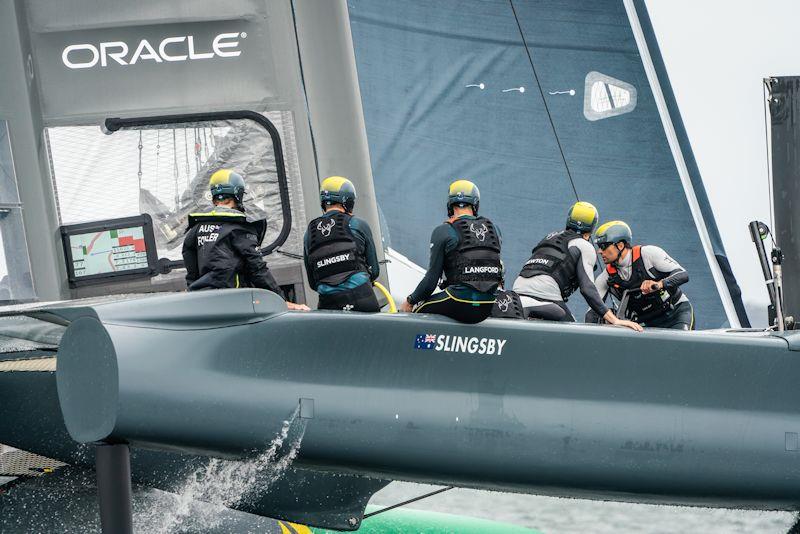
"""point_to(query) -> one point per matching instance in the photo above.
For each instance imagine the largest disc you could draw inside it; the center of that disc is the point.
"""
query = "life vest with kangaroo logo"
(333, 253)
(475, 262)
(551, 256)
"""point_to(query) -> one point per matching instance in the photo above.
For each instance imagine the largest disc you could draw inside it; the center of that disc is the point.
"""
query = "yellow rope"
(382, 289)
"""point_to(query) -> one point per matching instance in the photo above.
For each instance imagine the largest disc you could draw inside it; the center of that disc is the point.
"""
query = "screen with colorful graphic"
(100, 251)
(108, 251)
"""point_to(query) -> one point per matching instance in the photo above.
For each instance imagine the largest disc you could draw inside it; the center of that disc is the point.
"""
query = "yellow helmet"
(613, 232)
(582, 217)
(337, 190)
(463, 192)
(226, 183)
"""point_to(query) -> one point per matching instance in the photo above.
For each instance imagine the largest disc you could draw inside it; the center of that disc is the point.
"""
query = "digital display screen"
(108, 251)
(98, 252)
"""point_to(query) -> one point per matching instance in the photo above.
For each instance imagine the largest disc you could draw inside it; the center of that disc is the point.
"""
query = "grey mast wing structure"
(449, 92)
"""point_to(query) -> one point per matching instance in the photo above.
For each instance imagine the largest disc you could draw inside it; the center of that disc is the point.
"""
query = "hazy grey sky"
(717, 53)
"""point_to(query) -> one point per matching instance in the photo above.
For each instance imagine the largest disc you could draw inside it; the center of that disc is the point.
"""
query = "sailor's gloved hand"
(651, 286)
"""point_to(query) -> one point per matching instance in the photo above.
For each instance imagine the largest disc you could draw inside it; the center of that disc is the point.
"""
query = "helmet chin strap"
(619, 254)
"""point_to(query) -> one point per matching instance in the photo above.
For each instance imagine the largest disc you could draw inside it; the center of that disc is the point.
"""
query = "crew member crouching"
(650, 276)
(465, 252)
(561, 263)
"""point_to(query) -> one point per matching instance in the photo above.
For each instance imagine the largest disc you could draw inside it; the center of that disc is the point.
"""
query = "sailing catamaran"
(111, 121)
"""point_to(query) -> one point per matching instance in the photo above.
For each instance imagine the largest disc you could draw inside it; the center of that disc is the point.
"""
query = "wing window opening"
(606, 97)
(16, 282)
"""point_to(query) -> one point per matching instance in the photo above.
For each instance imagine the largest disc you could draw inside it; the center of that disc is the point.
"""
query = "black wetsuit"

* Task details *
Leave out the pictures and copy every record above exactly.

* Full output *
"""point_to(query) -> one point per matching instance in the photo above.
For each instance imagine the largest disc you could draw inside it; the center of that disc is the point.
"""
query = "life vest with kangaroo logo"
(333, 253)
(475, 262)
(551, 256)
"""point_to(query) -> one point per matching instance in the photo above.
For each instance imagine the largest disc you could draw inside it; the center of that disc is the point.
"""
query = "yellow rope"
(382, 289)
"""point_to(query) -> one point per matching instance in the photo above.
For each instance imagine the largest disc you could draw inside it; the center of that disc is the point.
"""
query = "screen with colorful graphic"
(100, 251)
(108, 251)
"""point_to(query) -> one point per matching instance in the photo above.
For each instance imagine the largest disc you could draw inside it; the center of that disc is the point.
"""
query = "yellow helmet"
(613, 232)
(582, 217)
(337, 190)
(463, 192)
(226, 183)
"""point_to(query) -> one point per matching instance in the photo above.
For each instance imagine the largest disc you could draw inside it; the center of that disc is the point.
"""
query = "digital display screen"
(108, 251)
(98, 252)
"""point_to(query) -> one point per matching instance in the photo above.
For each instance imagine the largest disc you could draw inside it; the center of that disc is the point.
"""
query = "grey mast wing structure"
(449, 92)
"""point_to(query) -> one point per matching instance in the photo above.
For each instance imagine the largest disc you could draw inside it; the center of that disc is the point.
"""
query = "hazy grey sky"
(717, 53)
"""point_to(query) -> one point per matching instance in the photo above.
For each instance imagine the largest disc you could draw inside it; the center of that disc is the point.
"""
query = "sailor's gloved hand"
(651, 286)
"""point_to(query) -> one point per matching instance in the photo above.
For each instance imagine the largest disc you could draw inside it; the center of that disc is the point.
"""
query = "helmet chin strap"
(619, 254)
"""point_to(query) -> one point per matching instance in the photo above.
For each instance imagine the largest disc you could draw inside it; the center of that disc is the point.
"""
query = "crew member crouching"
(650, 276)
(465, 252)
(561, 263)
"""point_to(query) -> one point per matching instance in the photo above.
For each instance imagine the largest disc you could draw inside it; the center of that disc is the point.
"""
query = "sailing catamaran"
(111, 121)
"""point_to(query) -> one point per matching instance in the photo above.
For each instance imagine the largest disc you could draw inside it; the center of that disc is the point.
"""
query = "wing window opening"
(606, 97)
(16, 282)
"""point_to(query) -> one point per matching instance in the photo above.
For each instance imagine the largest disc you could draw inside it; the center of that disc is the point.
"""
query = "black wetsuit"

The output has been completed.